(EXERCISE AIM):
Please arrange all of the material below as a two-column CSV headed input and output, with one row for each piece of text that has an answer: the text goes in input and its answer in output. Put every field in quotes, turn line breaks into spaces, and leave the pictures out.
>> BEGIN DATA SUPPLIED
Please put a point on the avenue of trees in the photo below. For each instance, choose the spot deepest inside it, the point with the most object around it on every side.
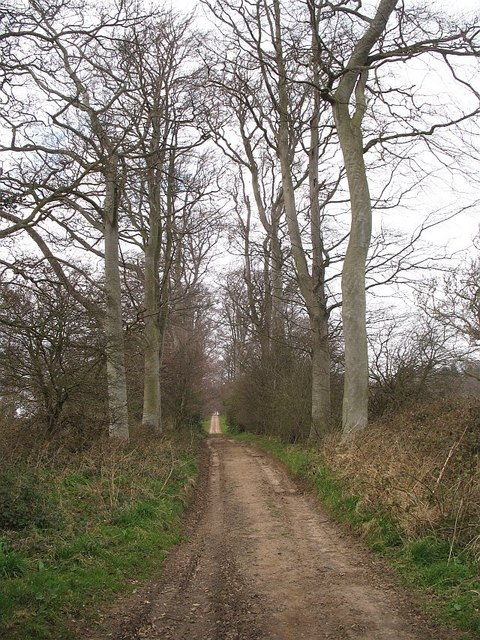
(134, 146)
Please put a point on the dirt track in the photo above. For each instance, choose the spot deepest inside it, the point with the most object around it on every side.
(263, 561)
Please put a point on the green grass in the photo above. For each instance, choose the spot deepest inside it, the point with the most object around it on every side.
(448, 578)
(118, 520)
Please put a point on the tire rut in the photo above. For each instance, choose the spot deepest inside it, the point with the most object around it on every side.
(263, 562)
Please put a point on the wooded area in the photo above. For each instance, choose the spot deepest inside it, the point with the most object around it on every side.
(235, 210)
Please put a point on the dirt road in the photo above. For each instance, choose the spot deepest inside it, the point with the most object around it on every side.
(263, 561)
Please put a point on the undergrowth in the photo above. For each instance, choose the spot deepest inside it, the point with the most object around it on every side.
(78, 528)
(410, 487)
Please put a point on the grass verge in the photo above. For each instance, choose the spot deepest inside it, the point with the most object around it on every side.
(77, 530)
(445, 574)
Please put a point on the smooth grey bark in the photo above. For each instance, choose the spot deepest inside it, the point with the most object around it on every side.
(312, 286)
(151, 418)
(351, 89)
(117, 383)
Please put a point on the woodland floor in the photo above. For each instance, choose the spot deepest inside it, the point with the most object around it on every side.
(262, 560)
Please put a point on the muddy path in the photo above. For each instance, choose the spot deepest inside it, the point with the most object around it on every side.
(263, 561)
>> END DATA SUPPLIED
(WORKED ANSWER):
input,output
"Please put a point on the avenue of trees in the photo below. For each instance, choose the spot deepest inside it, the point with the most object around it on every side.","(134, 146)"
"Please put a point on the dirt track in the photo above. For each instance, choose the spot deepest inside it, the point with the most object around it on every side.","(263, 561)"
"Please put a point on the green grass in the photo above. For each instance, choose the spot deepest inside it, the point with the most object around it on every side.","(448, 578) (118, 520)"
"Please put a point on the tire rut in the photo above. For each instance, choose the spot deepest inside it, the point with the most object around it on every side.","(263, 562)"
"Please put a point on the wooded area in the photo above. For each instance, choose the spot deepest inside it, the point with the most object around it on every side.","(235, 210)"
"Please put a point on the dirt road in the photo above. For each instance, choose the spot deepest inside it, the point with the most object around it on every side.","(263, 561)"
"Please put a point on the undergrowth in the photo above. For each instance, choose the spot deepest inside it, the point with the most object around it on every side.","(78, 528) (410, 487)"
"Please put a point on the grass verge in the photo above. For each instance, choose the spot deepest inside it, the point with the most object around it on every side.","(77, 530) (445, 574)"
"Please put a point on the smooth grey bark in the photo above. For each instance, choose the spot deepest inside it, the point with the most object around it on every side.","(312, 286) (151, 418) (351, 89) (117, 383)"
"Please put a point on the woodland floor in the photo above. For each instance, choose the spot deepest inside it, the point with the most object around it on every side.","(262, 560)"
"Please put a point on the muddy path in the photo above. For each instance, choose the spot deepest inside it, the point with the most object around it on every side.","(263, 561)"